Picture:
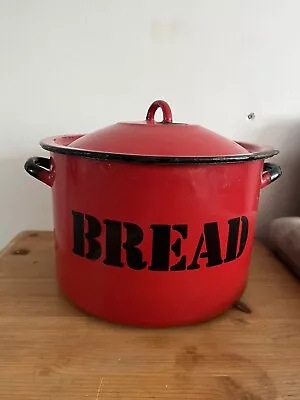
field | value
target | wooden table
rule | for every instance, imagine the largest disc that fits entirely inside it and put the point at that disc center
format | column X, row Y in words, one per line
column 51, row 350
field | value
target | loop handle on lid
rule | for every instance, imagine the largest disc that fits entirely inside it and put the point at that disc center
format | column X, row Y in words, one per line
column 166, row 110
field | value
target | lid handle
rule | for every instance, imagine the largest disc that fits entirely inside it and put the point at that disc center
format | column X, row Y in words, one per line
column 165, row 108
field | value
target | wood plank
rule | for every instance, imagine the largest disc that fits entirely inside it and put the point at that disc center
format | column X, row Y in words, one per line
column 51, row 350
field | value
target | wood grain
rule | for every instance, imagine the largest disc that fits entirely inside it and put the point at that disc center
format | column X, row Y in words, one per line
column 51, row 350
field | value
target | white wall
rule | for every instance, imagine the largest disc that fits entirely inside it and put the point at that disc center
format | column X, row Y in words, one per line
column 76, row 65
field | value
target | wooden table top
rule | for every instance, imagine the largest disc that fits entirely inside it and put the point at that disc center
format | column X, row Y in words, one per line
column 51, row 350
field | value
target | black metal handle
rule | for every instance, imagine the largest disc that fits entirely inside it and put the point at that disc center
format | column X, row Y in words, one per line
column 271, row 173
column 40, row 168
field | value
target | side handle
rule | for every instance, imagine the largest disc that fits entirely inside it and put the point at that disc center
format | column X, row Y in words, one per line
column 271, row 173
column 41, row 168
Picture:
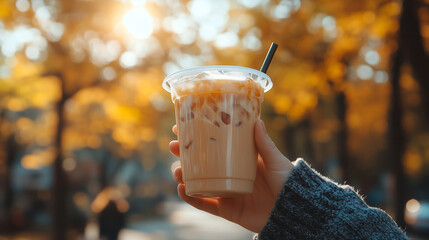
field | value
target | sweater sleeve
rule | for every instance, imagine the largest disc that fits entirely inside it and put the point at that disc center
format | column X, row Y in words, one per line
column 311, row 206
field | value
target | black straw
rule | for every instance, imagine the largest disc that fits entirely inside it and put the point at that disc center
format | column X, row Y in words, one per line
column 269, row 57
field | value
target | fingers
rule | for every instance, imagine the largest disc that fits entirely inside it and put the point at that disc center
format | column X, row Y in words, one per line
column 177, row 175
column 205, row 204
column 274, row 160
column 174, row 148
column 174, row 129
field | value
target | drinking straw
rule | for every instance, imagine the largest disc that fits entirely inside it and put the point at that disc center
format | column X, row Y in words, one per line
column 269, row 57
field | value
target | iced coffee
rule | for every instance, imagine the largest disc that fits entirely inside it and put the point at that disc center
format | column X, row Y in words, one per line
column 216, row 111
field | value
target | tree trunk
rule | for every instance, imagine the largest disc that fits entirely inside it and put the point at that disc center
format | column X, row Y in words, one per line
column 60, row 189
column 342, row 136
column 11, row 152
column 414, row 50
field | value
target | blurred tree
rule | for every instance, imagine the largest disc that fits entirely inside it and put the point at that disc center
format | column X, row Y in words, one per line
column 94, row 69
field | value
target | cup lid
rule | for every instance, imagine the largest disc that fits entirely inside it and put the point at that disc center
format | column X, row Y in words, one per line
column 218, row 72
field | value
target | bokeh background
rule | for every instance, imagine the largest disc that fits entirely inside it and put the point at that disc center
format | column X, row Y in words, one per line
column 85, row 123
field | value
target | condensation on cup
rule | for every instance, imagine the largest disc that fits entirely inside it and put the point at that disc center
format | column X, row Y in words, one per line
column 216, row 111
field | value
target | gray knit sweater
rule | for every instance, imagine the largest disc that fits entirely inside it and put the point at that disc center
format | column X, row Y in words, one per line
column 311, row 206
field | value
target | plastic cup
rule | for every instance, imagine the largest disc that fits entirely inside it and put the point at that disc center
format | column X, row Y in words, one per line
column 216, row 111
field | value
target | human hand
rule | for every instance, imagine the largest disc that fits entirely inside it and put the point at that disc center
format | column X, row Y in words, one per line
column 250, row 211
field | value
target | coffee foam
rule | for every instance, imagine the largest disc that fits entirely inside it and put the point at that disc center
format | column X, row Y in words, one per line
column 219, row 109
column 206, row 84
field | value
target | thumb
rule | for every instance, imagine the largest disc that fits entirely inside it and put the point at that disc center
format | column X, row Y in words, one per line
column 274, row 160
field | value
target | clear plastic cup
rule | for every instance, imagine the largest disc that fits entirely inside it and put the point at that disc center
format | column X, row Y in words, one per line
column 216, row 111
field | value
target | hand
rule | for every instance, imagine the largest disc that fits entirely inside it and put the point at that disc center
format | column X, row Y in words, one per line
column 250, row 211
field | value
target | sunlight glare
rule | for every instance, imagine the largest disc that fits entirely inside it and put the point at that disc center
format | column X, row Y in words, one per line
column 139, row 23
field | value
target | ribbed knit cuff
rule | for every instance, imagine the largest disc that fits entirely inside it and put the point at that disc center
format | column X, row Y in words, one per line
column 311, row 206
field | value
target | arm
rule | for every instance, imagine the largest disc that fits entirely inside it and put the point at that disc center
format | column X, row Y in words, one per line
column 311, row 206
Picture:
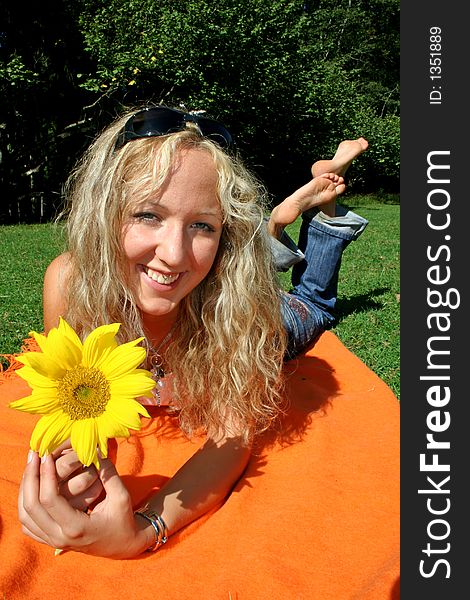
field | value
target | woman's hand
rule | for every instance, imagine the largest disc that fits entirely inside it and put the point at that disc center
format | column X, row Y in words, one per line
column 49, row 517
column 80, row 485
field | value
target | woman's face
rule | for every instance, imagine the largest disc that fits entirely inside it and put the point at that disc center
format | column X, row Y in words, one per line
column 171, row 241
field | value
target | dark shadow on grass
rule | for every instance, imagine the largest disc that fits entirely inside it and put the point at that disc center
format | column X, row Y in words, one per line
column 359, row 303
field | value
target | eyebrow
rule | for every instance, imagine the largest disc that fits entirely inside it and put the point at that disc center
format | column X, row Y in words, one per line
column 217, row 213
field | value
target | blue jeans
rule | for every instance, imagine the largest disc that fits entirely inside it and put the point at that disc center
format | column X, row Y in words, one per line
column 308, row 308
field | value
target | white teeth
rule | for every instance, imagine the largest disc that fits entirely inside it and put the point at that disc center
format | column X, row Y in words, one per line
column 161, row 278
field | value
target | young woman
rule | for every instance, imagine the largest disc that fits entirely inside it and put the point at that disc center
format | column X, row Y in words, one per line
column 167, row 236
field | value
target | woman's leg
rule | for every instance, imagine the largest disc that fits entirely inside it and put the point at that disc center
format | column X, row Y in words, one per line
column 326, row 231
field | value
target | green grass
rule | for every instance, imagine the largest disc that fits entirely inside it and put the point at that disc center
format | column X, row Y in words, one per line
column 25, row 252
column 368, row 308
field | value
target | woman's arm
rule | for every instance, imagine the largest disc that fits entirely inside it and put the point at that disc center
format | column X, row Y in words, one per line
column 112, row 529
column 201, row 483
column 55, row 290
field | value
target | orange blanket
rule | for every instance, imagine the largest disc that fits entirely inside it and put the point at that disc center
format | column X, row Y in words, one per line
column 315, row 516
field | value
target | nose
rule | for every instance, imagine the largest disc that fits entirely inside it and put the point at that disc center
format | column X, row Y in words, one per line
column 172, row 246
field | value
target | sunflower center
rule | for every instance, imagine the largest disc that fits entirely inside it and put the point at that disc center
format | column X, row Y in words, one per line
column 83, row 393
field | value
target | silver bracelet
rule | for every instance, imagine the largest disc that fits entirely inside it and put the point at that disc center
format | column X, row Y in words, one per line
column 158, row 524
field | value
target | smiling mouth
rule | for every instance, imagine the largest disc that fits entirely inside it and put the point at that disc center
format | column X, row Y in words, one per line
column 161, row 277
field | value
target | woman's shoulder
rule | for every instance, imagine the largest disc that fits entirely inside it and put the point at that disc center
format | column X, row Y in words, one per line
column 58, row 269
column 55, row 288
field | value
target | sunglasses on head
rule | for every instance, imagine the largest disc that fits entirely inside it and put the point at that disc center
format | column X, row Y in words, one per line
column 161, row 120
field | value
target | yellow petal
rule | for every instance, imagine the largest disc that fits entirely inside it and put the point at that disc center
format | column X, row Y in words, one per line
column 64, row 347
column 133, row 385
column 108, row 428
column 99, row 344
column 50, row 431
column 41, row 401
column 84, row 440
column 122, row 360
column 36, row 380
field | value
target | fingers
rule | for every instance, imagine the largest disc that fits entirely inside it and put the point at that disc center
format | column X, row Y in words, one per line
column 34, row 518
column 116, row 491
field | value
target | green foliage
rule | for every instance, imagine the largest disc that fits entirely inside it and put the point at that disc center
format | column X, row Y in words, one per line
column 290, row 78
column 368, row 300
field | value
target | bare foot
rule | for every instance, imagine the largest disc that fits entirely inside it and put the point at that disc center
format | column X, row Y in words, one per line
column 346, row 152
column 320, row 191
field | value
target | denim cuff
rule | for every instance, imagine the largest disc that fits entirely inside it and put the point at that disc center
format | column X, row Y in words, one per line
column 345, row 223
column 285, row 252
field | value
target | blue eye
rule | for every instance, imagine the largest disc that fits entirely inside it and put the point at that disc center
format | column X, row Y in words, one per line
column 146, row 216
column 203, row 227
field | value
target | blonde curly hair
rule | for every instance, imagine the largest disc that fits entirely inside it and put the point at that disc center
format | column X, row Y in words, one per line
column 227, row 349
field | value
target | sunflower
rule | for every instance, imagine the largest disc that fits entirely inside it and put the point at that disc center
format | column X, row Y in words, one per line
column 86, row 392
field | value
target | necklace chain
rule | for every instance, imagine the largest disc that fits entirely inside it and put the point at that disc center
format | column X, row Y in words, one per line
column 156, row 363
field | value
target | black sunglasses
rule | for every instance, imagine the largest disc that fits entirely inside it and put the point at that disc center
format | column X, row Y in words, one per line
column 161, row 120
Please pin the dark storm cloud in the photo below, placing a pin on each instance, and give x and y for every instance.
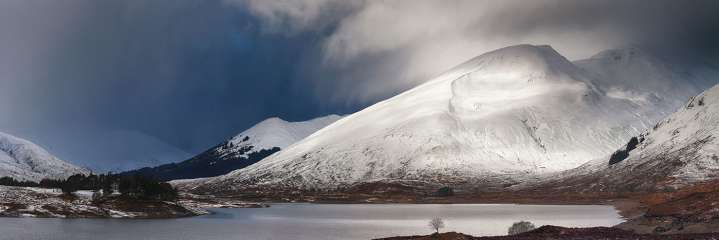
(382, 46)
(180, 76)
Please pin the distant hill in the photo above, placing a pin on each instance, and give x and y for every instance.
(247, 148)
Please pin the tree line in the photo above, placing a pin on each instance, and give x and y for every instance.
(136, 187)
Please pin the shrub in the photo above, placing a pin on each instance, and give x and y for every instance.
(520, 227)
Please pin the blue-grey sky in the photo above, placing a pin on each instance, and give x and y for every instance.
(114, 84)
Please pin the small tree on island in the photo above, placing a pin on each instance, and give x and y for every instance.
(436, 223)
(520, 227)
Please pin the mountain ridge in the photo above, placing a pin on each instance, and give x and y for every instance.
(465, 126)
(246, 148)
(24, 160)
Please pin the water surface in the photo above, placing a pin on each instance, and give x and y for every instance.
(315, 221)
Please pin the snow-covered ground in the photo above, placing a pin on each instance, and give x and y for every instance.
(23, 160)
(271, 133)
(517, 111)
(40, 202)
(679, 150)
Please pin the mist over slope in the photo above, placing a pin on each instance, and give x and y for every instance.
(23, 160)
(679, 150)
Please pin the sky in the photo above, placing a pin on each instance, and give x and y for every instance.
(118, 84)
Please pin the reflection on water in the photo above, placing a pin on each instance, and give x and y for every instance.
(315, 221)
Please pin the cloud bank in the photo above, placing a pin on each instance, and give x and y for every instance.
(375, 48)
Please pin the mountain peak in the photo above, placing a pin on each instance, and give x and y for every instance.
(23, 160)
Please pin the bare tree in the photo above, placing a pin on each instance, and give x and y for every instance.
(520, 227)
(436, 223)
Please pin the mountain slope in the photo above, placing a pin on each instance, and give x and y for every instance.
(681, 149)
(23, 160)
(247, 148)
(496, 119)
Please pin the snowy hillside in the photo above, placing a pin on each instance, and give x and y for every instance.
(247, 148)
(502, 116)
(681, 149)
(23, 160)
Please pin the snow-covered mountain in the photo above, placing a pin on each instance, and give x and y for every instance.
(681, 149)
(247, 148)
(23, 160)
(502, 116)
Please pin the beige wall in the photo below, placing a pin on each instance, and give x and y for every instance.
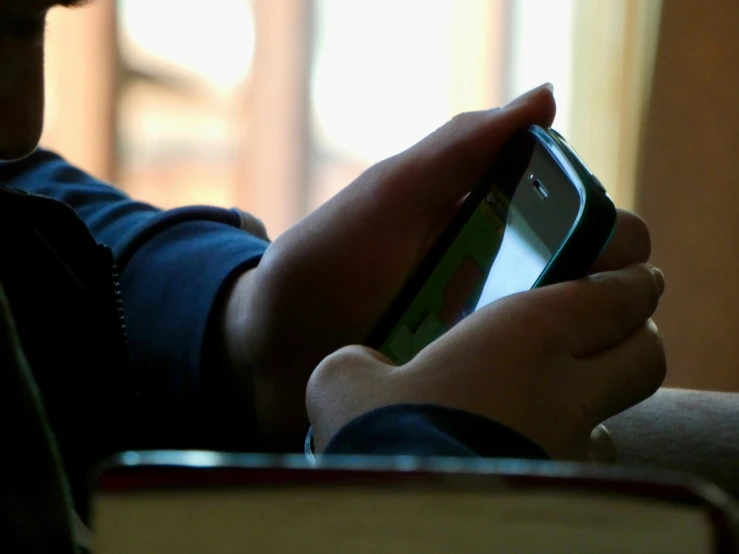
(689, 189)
◇ ◇ ◇ ◇
PROBLEM:
Work out the number of lines in the records containing the word "woman". Write only that number.

WRITTEN RESPONSE:
6